§ **STATED TASK**
Please copy the data below, replacing "large flat-roof building" with "low concrete warehouse" wherever it occurs and leaving everything else unchanged.

Location annotation data excerpts:
┌──

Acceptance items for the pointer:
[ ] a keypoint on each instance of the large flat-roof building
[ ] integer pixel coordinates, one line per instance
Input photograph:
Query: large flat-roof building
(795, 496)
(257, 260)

└──

§ **EXPECTED ANSWER**
Acceptance items for the pointer:
[ ] a keypoint on each instance of the low concrete warehouse
[ ] integer pixel coordinates, one line per instance
Input photograph:
Query: low concrete warehouse
(795, 496)
(257, 260)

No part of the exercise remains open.